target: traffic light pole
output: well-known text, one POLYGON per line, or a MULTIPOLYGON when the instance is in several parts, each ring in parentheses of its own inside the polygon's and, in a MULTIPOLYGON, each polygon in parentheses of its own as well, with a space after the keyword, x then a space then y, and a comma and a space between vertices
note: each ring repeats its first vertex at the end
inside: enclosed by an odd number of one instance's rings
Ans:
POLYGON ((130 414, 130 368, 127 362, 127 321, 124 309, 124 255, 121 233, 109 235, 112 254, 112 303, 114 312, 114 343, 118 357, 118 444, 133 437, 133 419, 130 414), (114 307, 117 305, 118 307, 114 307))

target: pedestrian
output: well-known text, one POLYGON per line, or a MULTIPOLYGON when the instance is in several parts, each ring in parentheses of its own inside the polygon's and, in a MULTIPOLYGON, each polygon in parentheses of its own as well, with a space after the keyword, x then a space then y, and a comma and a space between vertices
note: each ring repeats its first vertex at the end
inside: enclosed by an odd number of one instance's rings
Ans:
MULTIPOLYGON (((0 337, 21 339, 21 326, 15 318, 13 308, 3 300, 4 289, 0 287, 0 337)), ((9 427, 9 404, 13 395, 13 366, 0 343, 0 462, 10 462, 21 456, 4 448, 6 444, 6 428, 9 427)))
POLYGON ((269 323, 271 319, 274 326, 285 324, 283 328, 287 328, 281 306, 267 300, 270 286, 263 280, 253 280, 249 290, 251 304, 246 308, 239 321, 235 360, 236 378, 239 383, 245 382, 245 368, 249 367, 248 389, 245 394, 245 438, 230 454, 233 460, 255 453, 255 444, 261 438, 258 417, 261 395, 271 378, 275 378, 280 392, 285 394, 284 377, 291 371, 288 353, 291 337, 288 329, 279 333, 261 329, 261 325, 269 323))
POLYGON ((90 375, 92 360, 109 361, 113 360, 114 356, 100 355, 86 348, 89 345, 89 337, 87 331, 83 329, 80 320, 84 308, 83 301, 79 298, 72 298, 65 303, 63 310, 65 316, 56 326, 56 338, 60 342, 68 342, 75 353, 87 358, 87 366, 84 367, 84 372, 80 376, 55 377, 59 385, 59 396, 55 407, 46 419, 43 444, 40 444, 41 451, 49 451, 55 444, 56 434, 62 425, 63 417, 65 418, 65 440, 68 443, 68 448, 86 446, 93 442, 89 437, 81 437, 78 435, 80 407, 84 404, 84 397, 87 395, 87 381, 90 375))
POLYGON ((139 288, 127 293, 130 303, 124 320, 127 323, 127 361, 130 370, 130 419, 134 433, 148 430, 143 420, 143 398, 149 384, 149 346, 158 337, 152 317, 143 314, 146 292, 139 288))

::::

### WHAT IS BEING ASKED
Starting at the beginning of the records and ending with the line that contains "POLYGON ((130 414, 130", inclusive, reproduce only those lines, requests included, adding 22 to every coordinate in the answers.

### THE REPLY
target: traffic light pole
output: well-known text, one POLYGON per line, or a MULTIPOLYGON when the instance is in several parts, each ring in parentheses of its own inside the polygon's and, in a MULTIPOLYGON, each polygon in parentheses of its own as well, with a space after the keyword, x then a space then y, and a comma and a space between vertices
note: each ring repeats its first vertex at the end
inside: enclosed by an odd number of one instance's rings
Ans:
POLYGON ((152 436, 152 390, 149 384, 149 343, 146 331, 146 277, 143 255, 131 257, 134 276, 134 325, 136 334, 136 365, 140 379, 140 466, 155 459, 155 441, 152 436), (136 329, 139 327, 140 329, 136 329))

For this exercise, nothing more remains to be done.